**Goal:** Which lines in the data below contain the string "green"? Pull out each of them in full, and treat uppercase and lowercase letters as different.

**Task material:**
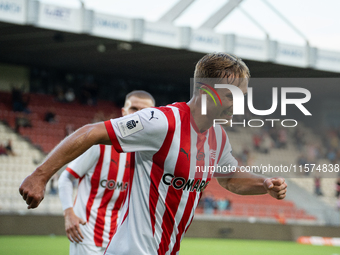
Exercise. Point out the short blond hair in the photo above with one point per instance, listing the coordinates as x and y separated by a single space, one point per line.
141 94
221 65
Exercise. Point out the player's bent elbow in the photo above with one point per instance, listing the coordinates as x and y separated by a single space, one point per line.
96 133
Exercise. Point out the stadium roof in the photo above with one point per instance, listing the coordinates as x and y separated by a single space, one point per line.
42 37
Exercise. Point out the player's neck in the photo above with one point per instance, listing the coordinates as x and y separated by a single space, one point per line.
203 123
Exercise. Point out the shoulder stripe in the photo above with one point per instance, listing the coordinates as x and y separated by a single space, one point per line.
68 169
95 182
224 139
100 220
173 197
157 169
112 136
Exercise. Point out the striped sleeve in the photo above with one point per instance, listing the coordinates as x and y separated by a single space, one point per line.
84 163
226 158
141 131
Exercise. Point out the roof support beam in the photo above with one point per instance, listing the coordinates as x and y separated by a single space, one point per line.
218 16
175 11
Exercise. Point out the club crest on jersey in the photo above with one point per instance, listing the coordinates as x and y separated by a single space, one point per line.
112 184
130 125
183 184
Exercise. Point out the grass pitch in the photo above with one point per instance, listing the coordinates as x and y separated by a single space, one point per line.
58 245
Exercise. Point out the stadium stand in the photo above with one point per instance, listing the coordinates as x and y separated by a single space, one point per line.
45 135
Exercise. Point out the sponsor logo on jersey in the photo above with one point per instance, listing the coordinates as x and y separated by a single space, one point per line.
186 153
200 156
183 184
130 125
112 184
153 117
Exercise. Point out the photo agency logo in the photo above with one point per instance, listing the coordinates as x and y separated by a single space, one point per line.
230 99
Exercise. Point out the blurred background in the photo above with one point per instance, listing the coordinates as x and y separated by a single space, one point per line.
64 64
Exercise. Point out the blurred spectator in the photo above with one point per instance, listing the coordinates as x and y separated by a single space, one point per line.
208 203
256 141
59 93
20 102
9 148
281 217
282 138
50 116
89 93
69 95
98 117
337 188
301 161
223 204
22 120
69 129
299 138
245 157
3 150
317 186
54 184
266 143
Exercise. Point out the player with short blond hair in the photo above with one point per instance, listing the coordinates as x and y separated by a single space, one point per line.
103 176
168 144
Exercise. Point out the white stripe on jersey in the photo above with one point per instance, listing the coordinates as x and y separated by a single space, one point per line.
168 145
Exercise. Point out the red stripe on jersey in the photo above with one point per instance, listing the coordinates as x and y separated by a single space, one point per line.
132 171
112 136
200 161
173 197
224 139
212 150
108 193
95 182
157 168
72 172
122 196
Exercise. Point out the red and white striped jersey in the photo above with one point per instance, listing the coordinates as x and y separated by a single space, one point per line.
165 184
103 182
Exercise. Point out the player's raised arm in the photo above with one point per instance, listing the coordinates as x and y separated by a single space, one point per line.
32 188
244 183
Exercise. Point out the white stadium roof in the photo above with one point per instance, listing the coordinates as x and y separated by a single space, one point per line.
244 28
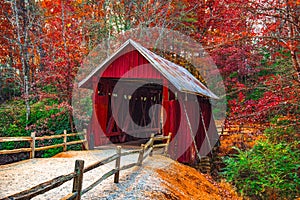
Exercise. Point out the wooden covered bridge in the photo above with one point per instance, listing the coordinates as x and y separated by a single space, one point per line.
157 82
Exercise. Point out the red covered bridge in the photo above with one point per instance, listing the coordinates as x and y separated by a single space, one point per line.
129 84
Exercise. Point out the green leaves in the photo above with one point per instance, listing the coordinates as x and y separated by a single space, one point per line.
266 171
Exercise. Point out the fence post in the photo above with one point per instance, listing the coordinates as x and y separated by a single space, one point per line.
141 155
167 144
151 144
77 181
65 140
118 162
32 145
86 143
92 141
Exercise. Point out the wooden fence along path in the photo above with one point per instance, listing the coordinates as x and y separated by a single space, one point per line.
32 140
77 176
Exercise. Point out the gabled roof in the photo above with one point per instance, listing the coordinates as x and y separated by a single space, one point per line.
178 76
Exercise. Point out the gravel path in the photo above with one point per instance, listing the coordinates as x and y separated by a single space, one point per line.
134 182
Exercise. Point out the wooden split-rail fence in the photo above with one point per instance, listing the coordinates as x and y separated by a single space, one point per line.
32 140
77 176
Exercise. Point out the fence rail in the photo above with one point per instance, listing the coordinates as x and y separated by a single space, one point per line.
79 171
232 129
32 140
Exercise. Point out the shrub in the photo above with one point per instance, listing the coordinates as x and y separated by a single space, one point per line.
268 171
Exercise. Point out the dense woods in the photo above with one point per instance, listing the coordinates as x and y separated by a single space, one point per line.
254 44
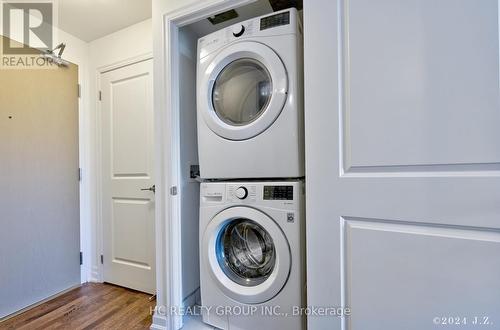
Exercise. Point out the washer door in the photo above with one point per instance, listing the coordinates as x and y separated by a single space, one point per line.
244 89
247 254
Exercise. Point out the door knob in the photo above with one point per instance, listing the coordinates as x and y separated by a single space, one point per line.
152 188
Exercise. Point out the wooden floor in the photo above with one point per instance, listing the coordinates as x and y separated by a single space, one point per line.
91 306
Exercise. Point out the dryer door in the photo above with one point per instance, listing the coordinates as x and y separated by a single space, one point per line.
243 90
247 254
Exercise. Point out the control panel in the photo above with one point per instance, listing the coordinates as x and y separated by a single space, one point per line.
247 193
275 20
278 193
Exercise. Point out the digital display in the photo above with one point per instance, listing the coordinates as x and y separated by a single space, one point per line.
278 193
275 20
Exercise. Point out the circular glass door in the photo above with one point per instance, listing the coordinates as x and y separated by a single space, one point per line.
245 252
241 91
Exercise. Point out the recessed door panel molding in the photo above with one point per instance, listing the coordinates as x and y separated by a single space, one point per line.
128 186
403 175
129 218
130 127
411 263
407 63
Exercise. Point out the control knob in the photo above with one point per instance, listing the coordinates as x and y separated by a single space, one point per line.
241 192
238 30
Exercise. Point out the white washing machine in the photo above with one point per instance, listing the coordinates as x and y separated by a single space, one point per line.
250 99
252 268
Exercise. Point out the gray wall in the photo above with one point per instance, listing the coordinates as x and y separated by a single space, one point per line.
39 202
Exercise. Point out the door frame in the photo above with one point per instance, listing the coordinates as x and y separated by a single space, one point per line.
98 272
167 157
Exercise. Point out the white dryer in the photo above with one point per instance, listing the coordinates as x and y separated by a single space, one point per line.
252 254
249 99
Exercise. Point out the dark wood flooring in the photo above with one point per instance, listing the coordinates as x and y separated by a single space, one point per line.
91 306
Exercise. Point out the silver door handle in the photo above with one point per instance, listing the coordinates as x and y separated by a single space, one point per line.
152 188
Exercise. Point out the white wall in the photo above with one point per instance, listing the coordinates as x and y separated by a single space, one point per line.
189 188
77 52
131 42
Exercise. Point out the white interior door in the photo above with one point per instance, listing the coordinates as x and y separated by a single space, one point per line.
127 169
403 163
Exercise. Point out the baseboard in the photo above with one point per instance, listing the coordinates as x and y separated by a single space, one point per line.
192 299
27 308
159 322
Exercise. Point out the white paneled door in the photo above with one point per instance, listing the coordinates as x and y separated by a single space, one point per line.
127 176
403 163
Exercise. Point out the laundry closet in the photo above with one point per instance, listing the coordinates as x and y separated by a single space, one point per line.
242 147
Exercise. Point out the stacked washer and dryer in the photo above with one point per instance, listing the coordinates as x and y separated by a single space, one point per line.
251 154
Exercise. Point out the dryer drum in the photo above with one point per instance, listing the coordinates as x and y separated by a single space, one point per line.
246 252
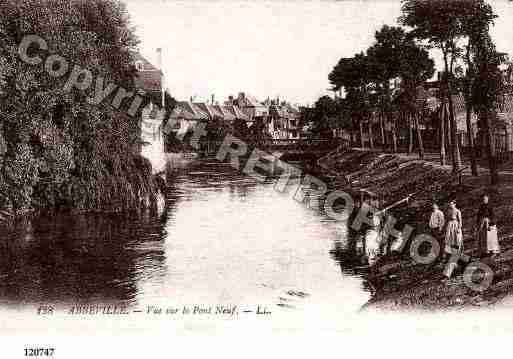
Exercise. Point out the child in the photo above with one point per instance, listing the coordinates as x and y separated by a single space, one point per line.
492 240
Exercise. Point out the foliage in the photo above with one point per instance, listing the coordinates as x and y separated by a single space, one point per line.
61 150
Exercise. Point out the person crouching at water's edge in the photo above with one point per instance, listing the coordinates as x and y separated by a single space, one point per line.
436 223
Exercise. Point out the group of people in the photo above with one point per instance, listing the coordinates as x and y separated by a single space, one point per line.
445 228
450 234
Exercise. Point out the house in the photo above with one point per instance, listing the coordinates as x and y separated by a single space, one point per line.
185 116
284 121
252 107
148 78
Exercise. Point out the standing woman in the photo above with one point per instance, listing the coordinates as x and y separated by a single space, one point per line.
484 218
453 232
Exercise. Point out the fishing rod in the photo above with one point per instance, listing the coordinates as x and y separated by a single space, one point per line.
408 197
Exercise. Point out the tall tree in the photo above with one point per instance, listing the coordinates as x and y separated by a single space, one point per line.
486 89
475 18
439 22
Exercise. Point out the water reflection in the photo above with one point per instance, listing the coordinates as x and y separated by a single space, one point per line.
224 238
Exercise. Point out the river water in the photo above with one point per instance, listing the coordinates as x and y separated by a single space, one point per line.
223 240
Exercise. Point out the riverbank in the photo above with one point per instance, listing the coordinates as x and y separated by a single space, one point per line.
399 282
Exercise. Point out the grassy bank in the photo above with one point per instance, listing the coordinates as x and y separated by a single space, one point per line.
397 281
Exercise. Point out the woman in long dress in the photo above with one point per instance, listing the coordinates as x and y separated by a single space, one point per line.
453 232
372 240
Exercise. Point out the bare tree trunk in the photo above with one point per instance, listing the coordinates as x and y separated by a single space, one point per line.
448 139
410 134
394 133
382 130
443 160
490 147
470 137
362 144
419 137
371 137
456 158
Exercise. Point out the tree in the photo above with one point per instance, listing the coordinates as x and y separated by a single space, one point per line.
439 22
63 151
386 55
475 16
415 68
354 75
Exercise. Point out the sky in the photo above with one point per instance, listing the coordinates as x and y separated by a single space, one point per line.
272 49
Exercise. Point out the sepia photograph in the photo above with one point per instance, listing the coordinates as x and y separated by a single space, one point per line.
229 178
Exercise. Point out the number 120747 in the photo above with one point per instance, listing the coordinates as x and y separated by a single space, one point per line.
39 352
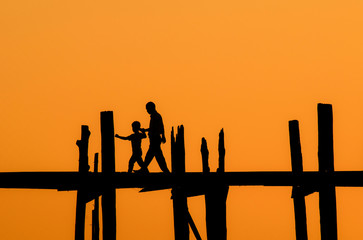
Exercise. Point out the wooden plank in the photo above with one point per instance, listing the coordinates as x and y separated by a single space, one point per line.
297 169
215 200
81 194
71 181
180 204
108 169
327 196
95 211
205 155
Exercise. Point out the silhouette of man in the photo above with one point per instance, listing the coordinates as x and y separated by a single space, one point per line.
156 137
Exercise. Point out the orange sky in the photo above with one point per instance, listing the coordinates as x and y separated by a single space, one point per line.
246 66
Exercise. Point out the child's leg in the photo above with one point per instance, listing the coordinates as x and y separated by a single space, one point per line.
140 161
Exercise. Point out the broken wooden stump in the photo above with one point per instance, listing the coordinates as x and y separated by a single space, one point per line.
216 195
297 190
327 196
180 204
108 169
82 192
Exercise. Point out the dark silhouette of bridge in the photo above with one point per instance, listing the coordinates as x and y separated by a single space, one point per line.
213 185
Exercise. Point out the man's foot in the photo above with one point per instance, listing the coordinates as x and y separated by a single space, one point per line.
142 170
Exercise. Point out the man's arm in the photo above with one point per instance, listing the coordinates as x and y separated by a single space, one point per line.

---

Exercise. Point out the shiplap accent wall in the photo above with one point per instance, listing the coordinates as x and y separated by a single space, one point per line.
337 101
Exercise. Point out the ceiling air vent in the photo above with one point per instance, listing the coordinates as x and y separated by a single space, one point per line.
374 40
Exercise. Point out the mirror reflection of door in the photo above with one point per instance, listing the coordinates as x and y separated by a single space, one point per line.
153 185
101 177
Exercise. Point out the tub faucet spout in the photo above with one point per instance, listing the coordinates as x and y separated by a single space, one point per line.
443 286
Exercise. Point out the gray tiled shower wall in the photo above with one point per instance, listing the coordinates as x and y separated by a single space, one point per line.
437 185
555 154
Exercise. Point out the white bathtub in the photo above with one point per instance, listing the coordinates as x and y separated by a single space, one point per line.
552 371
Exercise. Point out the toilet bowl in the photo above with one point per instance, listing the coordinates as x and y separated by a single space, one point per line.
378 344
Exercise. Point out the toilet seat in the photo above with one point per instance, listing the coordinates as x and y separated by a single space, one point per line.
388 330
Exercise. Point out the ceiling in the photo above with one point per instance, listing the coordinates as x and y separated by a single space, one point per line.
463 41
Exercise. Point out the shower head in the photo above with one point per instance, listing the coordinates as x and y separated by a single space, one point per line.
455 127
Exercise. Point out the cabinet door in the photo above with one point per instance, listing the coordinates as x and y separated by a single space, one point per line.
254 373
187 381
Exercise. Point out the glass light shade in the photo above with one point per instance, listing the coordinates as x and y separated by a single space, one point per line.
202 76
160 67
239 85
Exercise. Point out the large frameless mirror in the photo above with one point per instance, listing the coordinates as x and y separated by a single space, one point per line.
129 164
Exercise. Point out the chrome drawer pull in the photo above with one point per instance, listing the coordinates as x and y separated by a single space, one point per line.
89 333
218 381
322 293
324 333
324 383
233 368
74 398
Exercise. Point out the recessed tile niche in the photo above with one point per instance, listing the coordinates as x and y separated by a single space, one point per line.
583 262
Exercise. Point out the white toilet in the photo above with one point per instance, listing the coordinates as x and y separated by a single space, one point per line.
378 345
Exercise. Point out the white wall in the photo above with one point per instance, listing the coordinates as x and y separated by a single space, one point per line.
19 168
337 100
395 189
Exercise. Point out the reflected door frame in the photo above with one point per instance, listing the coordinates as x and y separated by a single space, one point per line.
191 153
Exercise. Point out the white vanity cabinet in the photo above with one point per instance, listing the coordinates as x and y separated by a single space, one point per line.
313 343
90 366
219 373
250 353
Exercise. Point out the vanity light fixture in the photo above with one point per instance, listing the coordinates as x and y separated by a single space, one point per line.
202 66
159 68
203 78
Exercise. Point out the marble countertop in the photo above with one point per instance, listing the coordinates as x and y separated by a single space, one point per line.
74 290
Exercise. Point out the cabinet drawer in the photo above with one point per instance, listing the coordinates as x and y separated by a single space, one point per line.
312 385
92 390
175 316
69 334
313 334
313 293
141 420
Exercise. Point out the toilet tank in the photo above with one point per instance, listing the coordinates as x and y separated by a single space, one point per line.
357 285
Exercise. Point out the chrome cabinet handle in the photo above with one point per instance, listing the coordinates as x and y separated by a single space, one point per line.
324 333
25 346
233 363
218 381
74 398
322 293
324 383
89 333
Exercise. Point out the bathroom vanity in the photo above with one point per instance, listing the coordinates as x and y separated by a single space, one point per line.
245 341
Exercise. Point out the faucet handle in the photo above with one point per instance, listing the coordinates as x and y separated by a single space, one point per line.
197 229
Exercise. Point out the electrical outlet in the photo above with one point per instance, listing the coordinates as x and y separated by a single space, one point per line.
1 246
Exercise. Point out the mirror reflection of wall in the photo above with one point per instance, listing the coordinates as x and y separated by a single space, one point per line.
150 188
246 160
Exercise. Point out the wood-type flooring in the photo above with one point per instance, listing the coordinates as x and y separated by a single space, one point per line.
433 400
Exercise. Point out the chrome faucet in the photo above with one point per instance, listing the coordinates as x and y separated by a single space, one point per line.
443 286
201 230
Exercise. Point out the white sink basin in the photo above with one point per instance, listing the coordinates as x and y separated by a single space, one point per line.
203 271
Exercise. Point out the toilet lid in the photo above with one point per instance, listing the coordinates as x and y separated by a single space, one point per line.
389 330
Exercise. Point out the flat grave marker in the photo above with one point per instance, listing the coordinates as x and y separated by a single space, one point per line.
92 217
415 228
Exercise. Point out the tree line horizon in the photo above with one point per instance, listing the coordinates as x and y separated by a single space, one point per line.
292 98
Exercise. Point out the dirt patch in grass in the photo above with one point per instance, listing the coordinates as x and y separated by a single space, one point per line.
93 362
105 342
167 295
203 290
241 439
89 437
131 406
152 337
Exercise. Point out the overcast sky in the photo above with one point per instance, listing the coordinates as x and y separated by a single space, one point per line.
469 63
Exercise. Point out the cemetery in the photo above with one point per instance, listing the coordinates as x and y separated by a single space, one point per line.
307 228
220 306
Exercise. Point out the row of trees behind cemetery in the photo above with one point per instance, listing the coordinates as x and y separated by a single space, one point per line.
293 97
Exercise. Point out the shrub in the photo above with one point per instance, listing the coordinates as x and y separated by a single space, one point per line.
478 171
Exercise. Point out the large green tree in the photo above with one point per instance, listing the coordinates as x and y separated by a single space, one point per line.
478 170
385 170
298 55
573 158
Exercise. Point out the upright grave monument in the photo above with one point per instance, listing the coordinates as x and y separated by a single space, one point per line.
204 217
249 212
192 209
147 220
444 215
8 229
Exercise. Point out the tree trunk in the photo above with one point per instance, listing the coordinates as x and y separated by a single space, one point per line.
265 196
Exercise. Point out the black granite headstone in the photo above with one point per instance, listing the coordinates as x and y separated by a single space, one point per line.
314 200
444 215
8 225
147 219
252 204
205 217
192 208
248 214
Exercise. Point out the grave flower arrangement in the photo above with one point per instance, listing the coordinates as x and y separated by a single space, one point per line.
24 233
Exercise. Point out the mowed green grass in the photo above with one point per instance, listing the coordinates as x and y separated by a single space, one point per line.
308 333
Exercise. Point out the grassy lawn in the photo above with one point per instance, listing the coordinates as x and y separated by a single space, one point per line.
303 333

**Solution for this exercise:**
Exercise. Point out the green leaves in the photo above with one point per instance, listing the coordinates as x and y separated by a single space, one point per line.
Exercise. Point out the large green tree in the photo above with one point per instance, listing the coordinates as x and y separated by a single space, one point per line.
Exercise. Point out the mowed green grass in the photo above with one point per instance, listing the coordinates as x and y separated by a single space, one point per line.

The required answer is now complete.